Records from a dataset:
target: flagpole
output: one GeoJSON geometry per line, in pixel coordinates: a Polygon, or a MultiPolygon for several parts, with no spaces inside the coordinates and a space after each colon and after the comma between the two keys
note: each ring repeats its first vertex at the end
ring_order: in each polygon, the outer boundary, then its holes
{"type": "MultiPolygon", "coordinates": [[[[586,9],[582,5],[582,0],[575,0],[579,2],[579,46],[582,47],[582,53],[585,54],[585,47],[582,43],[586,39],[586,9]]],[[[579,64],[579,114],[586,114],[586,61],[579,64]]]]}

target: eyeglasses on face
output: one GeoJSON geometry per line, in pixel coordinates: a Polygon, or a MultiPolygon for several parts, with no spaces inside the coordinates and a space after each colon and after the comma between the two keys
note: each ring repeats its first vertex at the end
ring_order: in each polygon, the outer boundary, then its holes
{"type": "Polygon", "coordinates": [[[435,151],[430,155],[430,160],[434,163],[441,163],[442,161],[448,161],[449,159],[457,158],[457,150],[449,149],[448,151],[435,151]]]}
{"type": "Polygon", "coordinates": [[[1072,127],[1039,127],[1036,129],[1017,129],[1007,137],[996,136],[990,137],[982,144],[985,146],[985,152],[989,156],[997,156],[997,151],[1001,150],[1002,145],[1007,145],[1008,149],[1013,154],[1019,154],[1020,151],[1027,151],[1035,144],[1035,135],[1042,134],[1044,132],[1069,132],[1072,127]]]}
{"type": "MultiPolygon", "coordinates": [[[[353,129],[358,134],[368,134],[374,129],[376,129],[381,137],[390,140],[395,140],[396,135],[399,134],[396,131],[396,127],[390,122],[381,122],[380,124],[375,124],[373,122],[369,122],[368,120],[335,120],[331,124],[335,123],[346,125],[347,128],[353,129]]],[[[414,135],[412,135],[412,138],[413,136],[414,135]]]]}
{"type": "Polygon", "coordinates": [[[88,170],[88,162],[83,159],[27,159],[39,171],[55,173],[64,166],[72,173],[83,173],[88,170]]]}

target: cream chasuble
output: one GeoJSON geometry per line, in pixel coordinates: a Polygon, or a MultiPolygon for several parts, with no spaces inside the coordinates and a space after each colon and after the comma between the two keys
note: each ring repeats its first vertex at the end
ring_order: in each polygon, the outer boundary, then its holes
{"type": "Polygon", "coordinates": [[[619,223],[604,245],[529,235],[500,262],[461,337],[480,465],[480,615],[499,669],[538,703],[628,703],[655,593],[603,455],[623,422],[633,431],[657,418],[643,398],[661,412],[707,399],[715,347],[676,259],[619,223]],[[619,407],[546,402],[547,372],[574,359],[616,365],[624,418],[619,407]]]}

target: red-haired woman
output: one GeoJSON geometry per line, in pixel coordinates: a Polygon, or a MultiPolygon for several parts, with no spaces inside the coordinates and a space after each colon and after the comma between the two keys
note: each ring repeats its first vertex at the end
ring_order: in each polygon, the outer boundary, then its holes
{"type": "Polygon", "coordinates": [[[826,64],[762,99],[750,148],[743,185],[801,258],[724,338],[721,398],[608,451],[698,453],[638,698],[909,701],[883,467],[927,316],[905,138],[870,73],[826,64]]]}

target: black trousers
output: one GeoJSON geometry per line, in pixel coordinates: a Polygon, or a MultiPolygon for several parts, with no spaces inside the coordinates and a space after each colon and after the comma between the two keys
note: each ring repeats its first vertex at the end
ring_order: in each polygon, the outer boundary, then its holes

● **WHAT IS NEEDED**:
Report every line of the material above that contains the string "target", copying each one in full.

● **TASK SOLUTION**:
target: flagpole
target: eyeglasses on face
target: cream chasuble
target: red-haired woman
target: black trousers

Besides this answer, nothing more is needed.